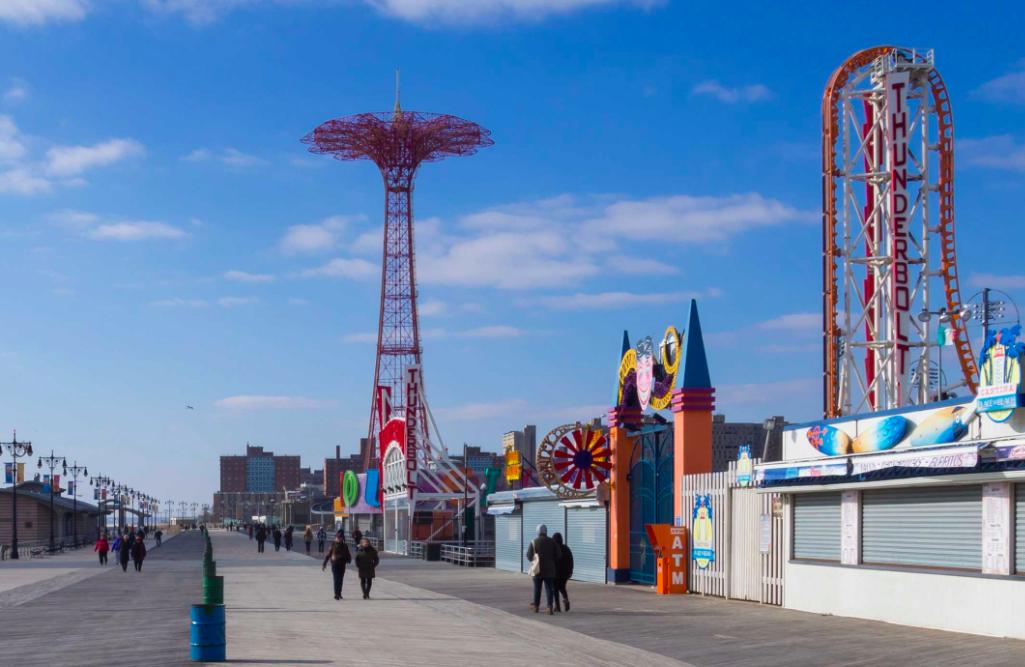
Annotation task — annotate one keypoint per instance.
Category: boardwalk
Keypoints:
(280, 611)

---

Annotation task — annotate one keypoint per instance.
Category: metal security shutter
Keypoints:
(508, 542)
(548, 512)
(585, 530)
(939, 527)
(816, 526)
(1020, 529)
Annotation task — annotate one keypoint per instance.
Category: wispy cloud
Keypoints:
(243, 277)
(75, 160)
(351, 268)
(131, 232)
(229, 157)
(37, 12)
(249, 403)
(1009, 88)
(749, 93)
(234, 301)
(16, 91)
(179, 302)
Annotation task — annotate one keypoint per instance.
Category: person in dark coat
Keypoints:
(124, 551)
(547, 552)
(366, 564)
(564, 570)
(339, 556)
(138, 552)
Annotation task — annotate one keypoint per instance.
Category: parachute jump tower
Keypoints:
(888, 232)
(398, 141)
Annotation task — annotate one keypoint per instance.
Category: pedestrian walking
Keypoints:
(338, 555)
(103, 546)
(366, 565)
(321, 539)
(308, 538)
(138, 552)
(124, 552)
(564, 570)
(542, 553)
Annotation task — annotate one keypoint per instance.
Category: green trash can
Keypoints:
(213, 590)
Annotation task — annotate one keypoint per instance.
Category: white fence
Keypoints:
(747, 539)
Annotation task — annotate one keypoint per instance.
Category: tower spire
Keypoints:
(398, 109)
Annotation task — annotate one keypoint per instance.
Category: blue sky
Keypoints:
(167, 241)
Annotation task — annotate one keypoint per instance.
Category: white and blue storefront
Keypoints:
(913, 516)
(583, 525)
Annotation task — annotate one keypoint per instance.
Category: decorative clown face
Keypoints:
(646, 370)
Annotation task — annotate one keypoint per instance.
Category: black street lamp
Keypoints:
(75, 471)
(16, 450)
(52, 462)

> _The task_
Count the lines in the entries above that contain the string "tower", matching case exactly. Give only the number.

> _Complete answer_
2